◆ **RECORDED DATA**
— START —
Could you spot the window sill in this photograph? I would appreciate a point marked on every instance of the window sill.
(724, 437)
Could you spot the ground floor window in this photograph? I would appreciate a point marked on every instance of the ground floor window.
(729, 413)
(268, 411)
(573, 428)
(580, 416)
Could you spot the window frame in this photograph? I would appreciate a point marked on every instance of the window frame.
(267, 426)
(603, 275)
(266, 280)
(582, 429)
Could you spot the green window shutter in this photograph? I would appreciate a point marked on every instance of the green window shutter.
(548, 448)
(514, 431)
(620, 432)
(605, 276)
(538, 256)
— END —
— START —
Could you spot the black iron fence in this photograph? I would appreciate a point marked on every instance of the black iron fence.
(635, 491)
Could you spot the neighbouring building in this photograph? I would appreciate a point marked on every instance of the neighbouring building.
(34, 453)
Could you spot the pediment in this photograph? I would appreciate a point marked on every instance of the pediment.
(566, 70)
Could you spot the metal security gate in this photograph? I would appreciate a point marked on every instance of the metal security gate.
— END —
— START —
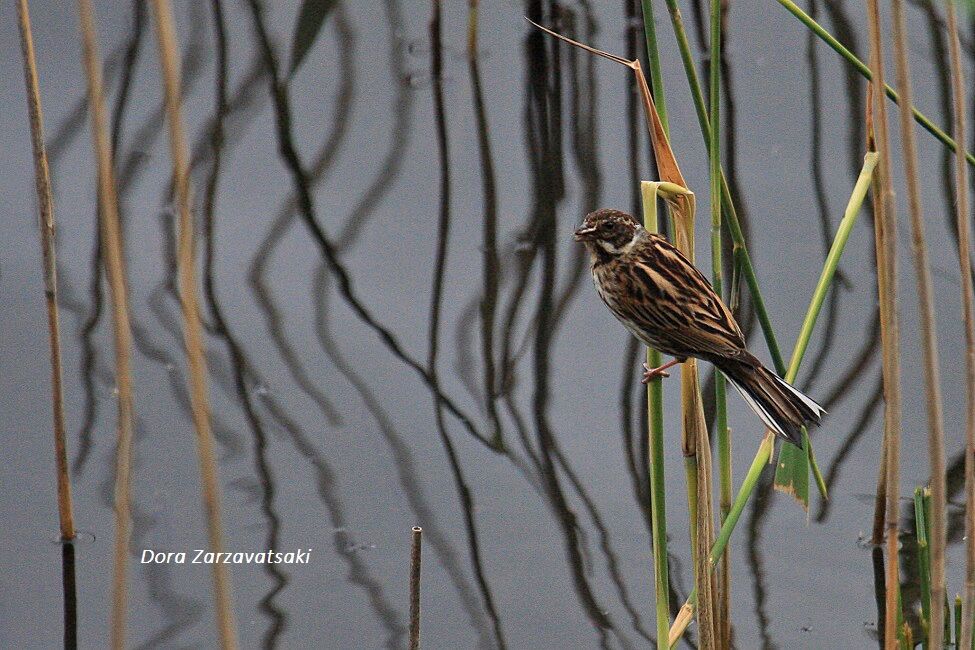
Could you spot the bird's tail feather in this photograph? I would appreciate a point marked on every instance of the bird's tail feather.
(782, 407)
— END —
State the number of lines in the records above that contain the string "neighbouring", treating uppercase and lowercase letters as distinct. Give only the number.

1